Substitute "central point" for "innermost point" in the lines running from the start through the line containing "[(349, 201)]", leaving everything else unchanged. Return only those lines.

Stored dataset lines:
-*-*-

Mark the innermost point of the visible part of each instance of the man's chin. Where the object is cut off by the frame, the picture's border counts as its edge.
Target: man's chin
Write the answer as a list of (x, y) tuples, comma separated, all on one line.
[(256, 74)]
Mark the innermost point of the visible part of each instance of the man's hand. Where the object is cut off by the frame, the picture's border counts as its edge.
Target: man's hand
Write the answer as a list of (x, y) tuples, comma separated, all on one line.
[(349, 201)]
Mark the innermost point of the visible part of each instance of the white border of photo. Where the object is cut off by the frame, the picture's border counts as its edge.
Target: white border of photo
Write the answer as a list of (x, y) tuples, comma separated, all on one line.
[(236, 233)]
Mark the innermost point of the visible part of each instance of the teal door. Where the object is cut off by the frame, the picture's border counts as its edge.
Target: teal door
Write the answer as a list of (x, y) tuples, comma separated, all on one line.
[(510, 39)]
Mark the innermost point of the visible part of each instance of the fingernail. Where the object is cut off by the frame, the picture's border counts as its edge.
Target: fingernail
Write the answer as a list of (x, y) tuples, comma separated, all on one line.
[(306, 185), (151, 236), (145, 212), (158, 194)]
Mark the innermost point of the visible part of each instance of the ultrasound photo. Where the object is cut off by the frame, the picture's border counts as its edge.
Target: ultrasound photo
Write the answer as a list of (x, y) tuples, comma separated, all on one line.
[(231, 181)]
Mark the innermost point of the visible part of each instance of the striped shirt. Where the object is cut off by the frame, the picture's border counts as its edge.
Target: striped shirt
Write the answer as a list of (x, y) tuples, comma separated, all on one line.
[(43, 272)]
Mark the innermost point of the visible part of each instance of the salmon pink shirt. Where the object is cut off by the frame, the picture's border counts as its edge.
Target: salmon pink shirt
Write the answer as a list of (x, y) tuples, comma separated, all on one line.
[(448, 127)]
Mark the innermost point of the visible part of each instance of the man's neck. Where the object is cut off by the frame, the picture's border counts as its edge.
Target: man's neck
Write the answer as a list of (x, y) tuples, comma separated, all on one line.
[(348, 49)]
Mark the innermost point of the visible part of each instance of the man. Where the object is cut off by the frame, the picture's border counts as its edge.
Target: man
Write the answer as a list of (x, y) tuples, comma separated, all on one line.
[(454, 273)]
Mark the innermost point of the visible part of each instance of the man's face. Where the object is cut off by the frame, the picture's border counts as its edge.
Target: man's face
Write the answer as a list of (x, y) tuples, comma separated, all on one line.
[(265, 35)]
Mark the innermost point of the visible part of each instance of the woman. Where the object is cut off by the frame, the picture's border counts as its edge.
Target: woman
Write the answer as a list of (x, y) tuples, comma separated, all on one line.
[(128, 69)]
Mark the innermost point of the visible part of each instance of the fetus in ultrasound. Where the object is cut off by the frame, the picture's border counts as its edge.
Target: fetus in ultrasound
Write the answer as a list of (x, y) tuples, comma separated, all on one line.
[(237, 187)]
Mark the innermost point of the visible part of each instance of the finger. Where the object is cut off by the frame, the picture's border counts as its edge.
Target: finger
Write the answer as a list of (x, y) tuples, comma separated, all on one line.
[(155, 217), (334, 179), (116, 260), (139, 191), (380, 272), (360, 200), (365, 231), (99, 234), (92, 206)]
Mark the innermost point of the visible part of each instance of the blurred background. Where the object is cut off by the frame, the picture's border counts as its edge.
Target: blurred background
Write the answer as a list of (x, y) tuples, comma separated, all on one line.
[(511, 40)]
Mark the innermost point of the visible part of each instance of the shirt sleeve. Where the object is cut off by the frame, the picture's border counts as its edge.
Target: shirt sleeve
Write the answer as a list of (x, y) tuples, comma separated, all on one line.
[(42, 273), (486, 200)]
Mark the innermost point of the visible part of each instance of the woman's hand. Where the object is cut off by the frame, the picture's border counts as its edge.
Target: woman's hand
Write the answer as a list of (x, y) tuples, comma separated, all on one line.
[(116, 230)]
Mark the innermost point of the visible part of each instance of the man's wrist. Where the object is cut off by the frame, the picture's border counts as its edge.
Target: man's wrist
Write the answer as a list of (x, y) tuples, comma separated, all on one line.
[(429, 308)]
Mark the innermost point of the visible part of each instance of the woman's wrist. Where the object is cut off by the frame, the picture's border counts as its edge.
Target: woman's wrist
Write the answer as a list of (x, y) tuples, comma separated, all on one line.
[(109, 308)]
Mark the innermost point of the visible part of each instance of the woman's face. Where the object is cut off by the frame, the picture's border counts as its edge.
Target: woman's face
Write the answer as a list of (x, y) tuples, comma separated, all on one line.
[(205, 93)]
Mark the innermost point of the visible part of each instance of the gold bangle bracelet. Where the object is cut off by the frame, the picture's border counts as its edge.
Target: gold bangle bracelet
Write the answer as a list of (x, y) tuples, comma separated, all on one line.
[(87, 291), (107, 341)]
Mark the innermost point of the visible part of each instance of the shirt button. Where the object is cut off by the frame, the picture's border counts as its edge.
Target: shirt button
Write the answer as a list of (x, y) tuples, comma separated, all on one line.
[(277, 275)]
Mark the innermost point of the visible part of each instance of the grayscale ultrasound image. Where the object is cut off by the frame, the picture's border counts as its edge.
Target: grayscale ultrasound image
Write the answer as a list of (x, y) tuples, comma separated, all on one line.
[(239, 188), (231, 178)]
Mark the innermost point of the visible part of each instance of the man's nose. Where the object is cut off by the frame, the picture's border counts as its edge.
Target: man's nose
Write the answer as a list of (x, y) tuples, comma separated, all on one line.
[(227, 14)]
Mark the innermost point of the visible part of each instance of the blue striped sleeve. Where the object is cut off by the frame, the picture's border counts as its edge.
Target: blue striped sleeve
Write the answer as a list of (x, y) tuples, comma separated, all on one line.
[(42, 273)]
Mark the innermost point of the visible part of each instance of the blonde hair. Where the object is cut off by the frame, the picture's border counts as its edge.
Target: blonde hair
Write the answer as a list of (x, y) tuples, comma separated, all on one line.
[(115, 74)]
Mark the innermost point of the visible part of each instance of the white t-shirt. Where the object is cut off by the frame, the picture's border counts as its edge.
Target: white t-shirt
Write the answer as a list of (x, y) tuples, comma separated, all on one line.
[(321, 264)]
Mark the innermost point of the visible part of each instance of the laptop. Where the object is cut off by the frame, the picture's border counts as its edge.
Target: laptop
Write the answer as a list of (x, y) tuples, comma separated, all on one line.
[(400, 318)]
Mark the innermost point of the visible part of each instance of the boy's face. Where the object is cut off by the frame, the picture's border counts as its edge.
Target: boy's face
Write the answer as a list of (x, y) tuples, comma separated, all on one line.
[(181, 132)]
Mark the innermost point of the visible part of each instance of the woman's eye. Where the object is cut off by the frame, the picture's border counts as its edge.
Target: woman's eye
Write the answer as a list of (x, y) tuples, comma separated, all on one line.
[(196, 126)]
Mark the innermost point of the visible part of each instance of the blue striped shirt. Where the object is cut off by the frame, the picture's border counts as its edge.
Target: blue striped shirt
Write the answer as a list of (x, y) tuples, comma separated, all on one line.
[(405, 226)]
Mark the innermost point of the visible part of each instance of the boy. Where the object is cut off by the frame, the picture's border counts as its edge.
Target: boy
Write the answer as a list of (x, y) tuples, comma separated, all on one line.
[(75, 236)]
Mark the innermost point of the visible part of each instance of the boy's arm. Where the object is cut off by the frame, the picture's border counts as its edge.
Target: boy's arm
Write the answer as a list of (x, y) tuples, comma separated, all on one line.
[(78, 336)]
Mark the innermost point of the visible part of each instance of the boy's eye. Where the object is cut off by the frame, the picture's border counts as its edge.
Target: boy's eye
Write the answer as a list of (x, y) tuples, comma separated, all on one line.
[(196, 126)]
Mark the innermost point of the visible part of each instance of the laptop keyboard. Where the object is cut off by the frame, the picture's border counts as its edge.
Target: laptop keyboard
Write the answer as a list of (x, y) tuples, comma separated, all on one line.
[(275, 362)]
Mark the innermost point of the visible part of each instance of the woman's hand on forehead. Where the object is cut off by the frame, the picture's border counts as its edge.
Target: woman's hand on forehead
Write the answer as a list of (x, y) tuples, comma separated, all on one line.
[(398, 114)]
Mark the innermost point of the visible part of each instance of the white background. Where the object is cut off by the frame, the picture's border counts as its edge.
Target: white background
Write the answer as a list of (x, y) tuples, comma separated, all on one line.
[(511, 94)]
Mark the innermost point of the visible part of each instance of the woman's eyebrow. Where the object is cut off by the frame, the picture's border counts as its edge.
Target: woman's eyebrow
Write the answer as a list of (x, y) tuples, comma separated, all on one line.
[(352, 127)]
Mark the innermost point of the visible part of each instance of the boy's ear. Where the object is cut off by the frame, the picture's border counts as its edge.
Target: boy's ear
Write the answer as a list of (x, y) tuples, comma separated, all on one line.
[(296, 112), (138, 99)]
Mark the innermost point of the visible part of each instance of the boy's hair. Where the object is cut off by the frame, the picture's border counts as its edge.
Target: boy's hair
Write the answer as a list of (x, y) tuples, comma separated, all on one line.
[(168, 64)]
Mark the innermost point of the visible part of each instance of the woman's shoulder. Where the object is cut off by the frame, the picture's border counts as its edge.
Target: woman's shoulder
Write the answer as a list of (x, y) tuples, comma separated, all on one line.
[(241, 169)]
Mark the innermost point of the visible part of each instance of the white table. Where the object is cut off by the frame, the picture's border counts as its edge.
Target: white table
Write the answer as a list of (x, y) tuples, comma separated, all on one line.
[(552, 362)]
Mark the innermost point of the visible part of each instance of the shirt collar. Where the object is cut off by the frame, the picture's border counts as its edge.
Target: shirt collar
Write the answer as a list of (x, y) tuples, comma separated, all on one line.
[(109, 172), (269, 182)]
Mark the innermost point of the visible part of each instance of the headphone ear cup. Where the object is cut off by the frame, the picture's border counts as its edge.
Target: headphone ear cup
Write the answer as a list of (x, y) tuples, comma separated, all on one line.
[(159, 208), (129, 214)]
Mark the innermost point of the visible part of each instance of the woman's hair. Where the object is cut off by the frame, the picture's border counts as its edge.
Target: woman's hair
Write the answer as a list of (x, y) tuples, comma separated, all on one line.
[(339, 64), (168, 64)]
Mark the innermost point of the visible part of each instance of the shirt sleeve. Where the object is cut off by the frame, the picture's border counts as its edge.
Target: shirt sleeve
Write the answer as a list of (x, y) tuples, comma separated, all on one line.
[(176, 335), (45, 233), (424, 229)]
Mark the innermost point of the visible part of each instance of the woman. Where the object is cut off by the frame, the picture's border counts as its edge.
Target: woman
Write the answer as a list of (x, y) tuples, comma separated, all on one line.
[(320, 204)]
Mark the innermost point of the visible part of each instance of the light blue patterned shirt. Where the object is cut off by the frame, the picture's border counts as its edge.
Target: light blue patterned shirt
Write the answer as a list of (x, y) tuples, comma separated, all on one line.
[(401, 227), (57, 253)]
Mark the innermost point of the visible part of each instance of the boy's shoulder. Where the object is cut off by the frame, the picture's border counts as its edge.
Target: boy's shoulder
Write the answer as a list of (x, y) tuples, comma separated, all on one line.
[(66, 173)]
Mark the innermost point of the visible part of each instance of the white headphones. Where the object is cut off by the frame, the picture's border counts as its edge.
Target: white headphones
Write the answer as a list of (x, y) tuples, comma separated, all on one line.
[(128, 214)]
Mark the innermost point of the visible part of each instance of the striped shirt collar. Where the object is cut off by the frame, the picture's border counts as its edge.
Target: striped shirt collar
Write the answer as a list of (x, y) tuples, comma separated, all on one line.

-*-*-

• _Task answer_
Mark the central point of the visible part of each instance of the man's chin. Where the object is cut off by the frame, the picture's border counts as its edge.
Target: man's chin
Write the answer as a list of (x, y) tuples, comma separated, all on one line.
[(256, 74)]
Mark the central point of the visible part of each instance of the man's hand. Where the object is cut off by the frame, the picture's border counts as its edge.
Target: man's hand
Write the answer as a list of (x, y) tuples, comma separated, all on one line.
[(349, 201)]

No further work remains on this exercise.